* ASSIGNMENT:
Where the records below reach the line containing "of the rough", start transcribing, and end with the line containing "of the shoe", exactly and with nothing else added.

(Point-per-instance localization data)
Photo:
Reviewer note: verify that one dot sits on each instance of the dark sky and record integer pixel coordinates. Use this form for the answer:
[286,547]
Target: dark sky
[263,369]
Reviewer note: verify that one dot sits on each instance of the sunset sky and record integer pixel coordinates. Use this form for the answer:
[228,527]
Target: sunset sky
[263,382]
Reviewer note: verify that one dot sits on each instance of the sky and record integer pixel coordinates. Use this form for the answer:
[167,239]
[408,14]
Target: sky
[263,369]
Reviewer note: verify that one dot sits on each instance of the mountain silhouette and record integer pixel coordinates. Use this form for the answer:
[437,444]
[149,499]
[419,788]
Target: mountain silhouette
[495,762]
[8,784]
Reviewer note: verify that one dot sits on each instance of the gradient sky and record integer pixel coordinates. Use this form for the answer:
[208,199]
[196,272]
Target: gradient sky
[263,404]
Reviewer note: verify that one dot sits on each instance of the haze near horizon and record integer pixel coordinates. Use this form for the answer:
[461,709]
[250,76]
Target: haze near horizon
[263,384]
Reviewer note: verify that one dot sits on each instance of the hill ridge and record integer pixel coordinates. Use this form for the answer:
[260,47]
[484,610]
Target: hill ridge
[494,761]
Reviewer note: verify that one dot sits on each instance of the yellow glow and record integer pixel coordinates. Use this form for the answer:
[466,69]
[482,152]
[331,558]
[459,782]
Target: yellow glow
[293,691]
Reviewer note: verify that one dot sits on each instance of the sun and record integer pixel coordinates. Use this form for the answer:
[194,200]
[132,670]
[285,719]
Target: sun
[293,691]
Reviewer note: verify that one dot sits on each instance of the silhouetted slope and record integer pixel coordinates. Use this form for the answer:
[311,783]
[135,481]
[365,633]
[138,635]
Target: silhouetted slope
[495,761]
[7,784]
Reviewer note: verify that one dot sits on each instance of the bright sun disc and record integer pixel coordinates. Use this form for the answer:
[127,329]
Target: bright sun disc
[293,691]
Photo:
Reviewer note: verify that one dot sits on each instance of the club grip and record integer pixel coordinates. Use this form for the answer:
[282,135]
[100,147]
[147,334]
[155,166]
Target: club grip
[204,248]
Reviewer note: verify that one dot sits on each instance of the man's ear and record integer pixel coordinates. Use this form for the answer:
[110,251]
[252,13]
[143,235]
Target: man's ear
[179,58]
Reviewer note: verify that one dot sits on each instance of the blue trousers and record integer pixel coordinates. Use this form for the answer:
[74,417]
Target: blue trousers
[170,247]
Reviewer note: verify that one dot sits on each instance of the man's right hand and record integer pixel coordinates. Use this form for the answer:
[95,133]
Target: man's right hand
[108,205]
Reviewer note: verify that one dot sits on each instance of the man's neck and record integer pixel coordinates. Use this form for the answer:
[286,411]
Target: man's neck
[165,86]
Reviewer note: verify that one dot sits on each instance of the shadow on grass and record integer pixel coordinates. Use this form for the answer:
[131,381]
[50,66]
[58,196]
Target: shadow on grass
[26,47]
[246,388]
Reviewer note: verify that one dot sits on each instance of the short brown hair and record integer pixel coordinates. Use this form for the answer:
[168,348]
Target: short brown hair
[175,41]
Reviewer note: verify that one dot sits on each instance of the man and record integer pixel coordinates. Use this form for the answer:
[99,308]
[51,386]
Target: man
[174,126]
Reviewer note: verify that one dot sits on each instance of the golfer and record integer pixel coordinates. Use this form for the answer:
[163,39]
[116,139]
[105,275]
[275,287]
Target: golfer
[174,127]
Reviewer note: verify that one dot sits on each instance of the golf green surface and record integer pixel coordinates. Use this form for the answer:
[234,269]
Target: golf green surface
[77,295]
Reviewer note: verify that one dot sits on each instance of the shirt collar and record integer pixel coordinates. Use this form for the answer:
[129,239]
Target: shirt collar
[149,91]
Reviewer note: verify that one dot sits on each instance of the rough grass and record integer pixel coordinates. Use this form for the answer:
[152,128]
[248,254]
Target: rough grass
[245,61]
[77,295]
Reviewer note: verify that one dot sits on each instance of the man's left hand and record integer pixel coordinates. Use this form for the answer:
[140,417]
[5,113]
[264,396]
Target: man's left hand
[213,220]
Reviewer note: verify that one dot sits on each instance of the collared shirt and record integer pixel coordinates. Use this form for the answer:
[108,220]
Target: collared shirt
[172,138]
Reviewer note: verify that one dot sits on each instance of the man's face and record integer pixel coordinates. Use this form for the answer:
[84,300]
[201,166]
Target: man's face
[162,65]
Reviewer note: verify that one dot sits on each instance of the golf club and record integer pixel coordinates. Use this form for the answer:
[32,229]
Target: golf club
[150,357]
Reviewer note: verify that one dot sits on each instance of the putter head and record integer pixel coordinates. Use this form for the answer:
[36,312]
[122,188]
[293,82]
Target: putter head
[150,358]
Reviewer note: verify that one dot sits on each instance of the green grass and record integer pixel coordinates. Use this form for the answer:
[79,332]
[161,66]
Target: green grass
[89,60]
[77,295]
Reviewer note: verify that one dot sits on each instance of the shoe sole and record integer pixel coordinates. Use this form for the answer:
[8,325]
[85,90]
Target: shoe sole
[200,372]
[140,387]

* OUTPUT:
Reviewer note: verify that one dot sits on each instance of the rough grass and record integer pixel coordinates. Use this form for the answer:
[152,128]
[248,254]
Target: rough grass
[245,61]
[77,295]
Reviewer note: verify that one dot sits on each instance of the man's left hand and record integer pixel coordinates. Use this form for the answer:
[140,417]
[5,113]
[264,396]
Target: man's left hand
[213,220]
Reviewer note: verify that one dot sits on each instance of the collared shirt and record integer pixel coordinates. Use this form for the answer:
[108,220]
Target: collared shirt
[172,138]
Reviewer note: verify that one dot sits on each instance of the man's face and record integer pixel coordinates. Use this form for the answer:
[84,300]
[201,166]
Target: man's face
[162,65]
Reviewer note: verify that one dot sits on each instance of the golf club and record integer pixel coordinates. Use this form for the answer:
[32,229]
Target: golf club
[150,357]
Reviewer note: verify that one dot sits on each instance of the putter head and record integer pixel coordinates. Use this form for the answer:
[36,312]
[122,188]
[293,82]
Target: putter head
[150,358]
Reviewer note: verify that one dot sits on each instance of the green grass and record integer pixel coordinates. Use this form for the answer:
[79,332]
[161,66]
Target: green grass
[89,60]
[77,295]
Reviewer note: verify that one dot sits on each instance of the shoe sole and record integer pixel coordinates. Use this form for the answer:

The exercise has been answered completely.